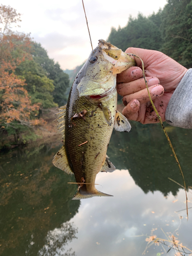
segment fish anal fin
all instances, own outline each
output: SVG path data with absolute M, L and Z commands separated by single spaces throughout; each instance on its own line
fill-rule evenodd
M 130 132 L 131 124 L 125 116 L 117 110 L 115 117 L 115 129 L 119 132 Z
M 102 110 L 106 122 L 109 125 L 111 126 L 112 124 L 113 121 L 111 117 L 111 112 L 110 110 L 106 106 L 103 105 L 102 105 Z
M 109 160 L 109 157 L 106 155 L 106 158 L 100 172 L 112 173 L 116 170 L 115 166 Z
M 80 190 L 79 189 L 79 191 L 78 191 L 74 196 L 74 198 L 72 198 L 72 200 L 86 199 L 87 198 L 91 198 L 93 197 L 113 197 L 113 196 L 103 193 L 97 189 L 95 189 L 94 193 L 86 193 L 84 192 L 83 194 L 81 194 Z
M 69 166 L 64 145 L 60 148 L 55 155 L 52 162 L 55 167 L 63 170 L 68 174 L 74 174 Z

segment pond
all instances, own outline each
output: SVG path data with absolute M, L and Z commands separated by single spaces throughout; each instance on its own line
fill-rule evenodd
M 74 177 L 52 163 L 59 135 L 51 144 L 3 152 L 0 254 L 160 256 L 174 241 L 183 247 L 168 255 L 191 252 L 192 131 L 166 126 L 188 187 L 187 221 L 183 182 L 160 125 L 132 126 L 113 132 L 108 155 L 117 170 L 96 177 L 96 188 L 111 197 L 71 200 Z

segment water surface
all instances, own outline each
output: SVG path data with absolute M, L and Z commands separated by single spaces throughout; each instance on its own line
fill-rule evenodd
M 67 183 L 75 182 L 74 177 L 52 164 L 61 146 L 59 136 L 58 142 L 2 153 L 1 255 L 166 254 L 172 244 L 147 245 L 145 240 L 152 235 L 168 240 L 173 234 L 192 250 L 192 209 L 187 221 L 181 210 L 186 208 L 184 190 L 168 178 L 183 182 L 160 125 L 132 124 L 131 133 L 112 135 L 108 155 L 117 169 L 97 176 L 97 188 L 111 198 L 71 200 L 77 187 Z M 192 186 L 192 131 L 170 126 L 167 131 L 187 186 Z M 167 255 L 175 253 L 172 249 Z

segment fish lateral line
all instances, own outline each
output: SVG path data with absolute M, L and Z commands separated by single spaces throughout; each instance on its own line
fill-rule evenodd
M 88 142 L 88 141 L 87 140 L 87 141 L 86 141 L 85 142 L 83 142 L 83 143 L 81 143 L 80 144 L 80 145 L 78 145 L 78 146 L 81 146 L 81 145 L 83 145 L 84 144 L 86 144 L 87 143 L 87 142 Z

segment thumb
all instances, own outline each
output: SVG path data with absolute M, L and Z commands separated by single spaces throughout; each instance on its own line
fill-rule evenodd
M 126 53 L 130 53 L 138 56 L 143 60 L 145 68 L 151 64 L 152 62 L 154 61 L 154 58 L 157 59 L 160 57 L 160 55 L 163 55 L 160 52 L 154 51 L 153 50 L 147 50 L 141 48 L 135 48 L 134 47 L 130 47 L 127 48 L 125 52 Z M 141 61 L 140 59 L 136 57 L 133 56 L 136 62 L 137 67 L 141 67 Z

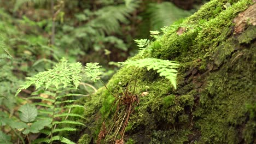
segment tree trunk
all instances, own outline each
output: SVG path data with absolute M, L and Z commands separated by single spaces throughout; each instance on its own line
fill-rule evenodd
M 137 102 L 123 139 L 117 128 L 125 127 L 120 121 L 128 106 L 118 106 L 118 102 L 112 106 L 115 98 L 102 88 L 80 101 L 88 127 L 79 143 L 98 139 L 102 143 L 255 143 L 254 3 L 212 1 L 168 28 L 143 53 L 131 59 L 177 61 L 182 65 L 177 89 L 146 69 L 141 70 L 137 82 L 133 76 L 129 85 L 135 68 L 122 68 L 107 87 L 120 97 L 127 86 L 130 95 L 136 88 Z

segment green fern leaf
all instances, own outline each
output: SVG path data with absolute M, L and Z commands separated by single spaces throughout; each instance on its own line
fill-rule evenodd
M 33 77 L 26 77 L 28 81 L 21 86 L 17 91 L 15 96 L 22 89 L 27 89 L 32 85 L 36 86 L 36 89 L 41 87 L 44 87 L 47 89 L 52 85 L 55 86 L 57 89 L 61 85 L 62 85 L 63 88 L 66 88 L 70 86 L 72 82 L 75 88 L 77 88 L 82 79 L 80 75 L 81 68 L 82 65 L 80 63 L 69 64 L 66 59 L 62 58 L 53 69 L 40 72 Z
M 66 117 L 66 116 L 70 116 L 70 117 L 80 117 L 82 118 L 85 119 L 84 117 L 81 115 L 75 114 L 75 113 L 63 113 L 61 114 L 56 114 L 54 115 L 54 117 Z
M 176 77 L 177 71 L 175 70 L 178 68 L 179 64 L 174 61 L 162 60 L 160 59 L 147 58 L 136 61 L 127 60 L 120 63 L 127 67 L 135 66 L 139 68 L 147 68 L 148 70 L 153 69 L 157 70 L 160 76 L 163 76 L 168 79 L 175 89 L 176 86 Z
M 43 98 L 42 97 L 31 97 L 27 98 L 27 99 L 42 99 L 42 100 L 45 100 L 45 101 L 50 101 L 50 102 L 51 102 L 51 103 L 54 103 L 55 101 L 55 100 L 53 100 L 53 99 L 45 98 Z
M 53 124 L 58 124 L 60 123 L 68 123 L 68 124 L 77 124 L 77 125 L 82 125 L 85 126 L 85 125 L 83 123 L 75 122 L 75 121 L 69 121 L 69 120 L 64 120 L 64 121 L 62 121 L 60 122 L 59 121 L 54 122 Z

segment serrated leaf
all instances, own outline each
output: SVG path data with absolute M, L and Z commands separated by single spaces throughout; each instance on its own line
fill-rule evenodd
M 34 105 L 26 104 L 21 106 L 19 111 L 21 112 L 20 113 L 20 119 L 26 123 L 34 121 L 37 116 L 37 109 Z
M 54 124 L 60 124 L 60 123 L 68 123 L 68 124 L 77 124 L 77 125 L 82 125 L 85 126 L 85 124 L 80 122 L 78 122 L 73 121 L 69 121 L 69 120 L 65 120 L 65 121 L 62 121 L 60 122 L 55 121 L 53 123 Z
M 61 139 L 61 141 L 67 144 L 75 144 L 75 143 L 64 137 Z
M 88 63 L 85 68 L 85 74 L 91 78 L 91 80 L 96 82 L 101 79 L 101 75 L 102 73 L 100 71 L 100 68 L 101 65 L 98 65 L 98 63 Z
M 8 123 L 8 125 L 13 129 L 16 129 L 19 130 L 22 130 L 23 129 L 27 128 L 28 126 L 26 123 L 22 122 L 14 122 L 11 121 Z
M 61 114 L 57 114 L 57 115 L 54 115 L 54 117 L 66 117 L 66 116 L 71 116 L 71 117 L 80 117 L 80 118 L 84 118 L 84 117 L 83 117 L 83 116 L 79 115 L 78 115 L 78 114 L 75 114 L 75 113 L 61 113 Z
M 6 135 L 3 131 L 0 131 L 0 143 L 1 144 L 11 144 L 10 142 L 11 136 Z

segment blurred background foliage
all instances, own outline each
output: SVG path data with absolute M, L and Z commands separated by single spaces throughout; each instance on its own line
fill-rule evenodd
M 192 14 L 206 1 L 0 1 L 0 109 L 14 116 L 25 103 L 21 98 L 34 89 L 14 97 L 24 78 L 51 68 L 62 57 L 99 62 L 107 81 L 118 69 L 116 62 L 136 53 L 133 39 L 150 39 L 149 31 Z M 86 77 L 83 81 L 90 84 Z M 94 92 L 84 86 L 81 93 Z

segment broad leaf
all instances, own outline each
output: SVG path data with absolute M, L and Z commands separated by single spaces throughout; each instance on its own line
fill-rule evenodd
M 38 121 L 31 125 L 30 131 L 32 133 L 38 133 L 45 127 L 49 127 L 51 121 L 48 119 Z
M 13 129 L 16 129 L 19 130 L 22 130 L 23 129 L 27 128 L 28 127 L 27 124 L 24 122 L 14 122 L 13 121 L 9 122 L 8 124 Z

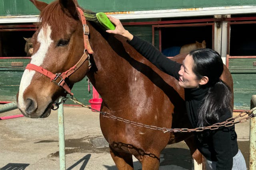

════════

### BRIEF:
Copy out the part of the listing that opens with the line containing "segment water surface" and closes with the line containing "M 67 183 L 75", substituting "contour" for "outline" and keeping everything else unchanged.

### THE RESULT:
segment water surface
all instances, own contour each
output: SVG path data with absolute M, L and Z commands separated by single spaces throughout; each instance on its own line
fill-rule evenodd
M 67 183 L 75 182 L 74 177 L 52 164 L 61 146 L 59 136 L 58 142 L 2 153 L 1 255 L 166 254 L 172 244 L 147 245 L 145 240 L 152 235 L 168 240 L 173 234 L 192 250 L 192 209 L 187 221 L 181 210 L 186 208 L 184 190 L 168 178 L 183 182 L 160 125 L 132 124 L 131 133 L 112 135 L 108 155 L 117 169 L 97 176 L 97 188 L 111 198 L 71 200 L 77 187 Z M 192 186 L 192 131 L 170 126 L 167 131 L 187 186 Z M 167 255 L 175 253 L 172 249 Z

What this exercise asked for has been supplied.